━━ INFORMATION ━━

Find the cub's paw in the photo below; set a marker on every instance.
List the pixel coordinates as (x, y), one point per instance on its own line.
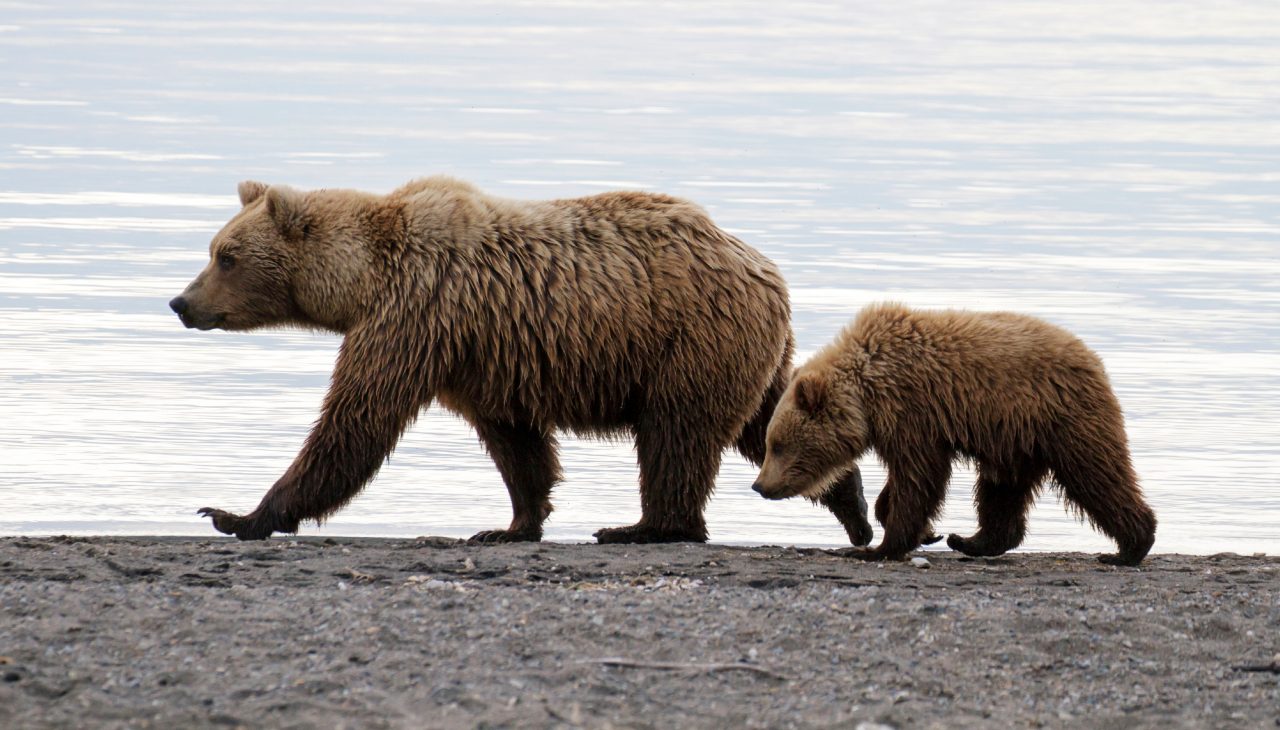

━━━
━━ INFORMATION ━━

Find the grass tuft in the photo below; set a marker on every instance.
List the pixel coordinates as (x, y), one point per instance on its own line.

━━━
━━ INFORMATION ━━

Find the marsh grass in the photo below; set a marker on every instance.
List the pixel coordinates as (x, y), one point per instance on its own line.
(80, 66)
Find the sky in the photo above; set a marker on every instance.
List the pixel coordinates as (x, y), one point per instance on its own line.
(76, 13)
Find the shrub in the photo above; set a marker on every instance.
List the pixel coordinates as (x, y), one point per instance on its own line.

━━━

## [PROBLEM STATEMENT]
Which lines of the records contain the word "below"? Copy each of them.

## [OUTPUT OF THE EXERCISE]
Find the cub's paw in the photo below; set a marker on every instance.
Find the grass tuft in the photo below; set a marker on every instance.
Find the marsh grass in the photo below; set a marker on every instance.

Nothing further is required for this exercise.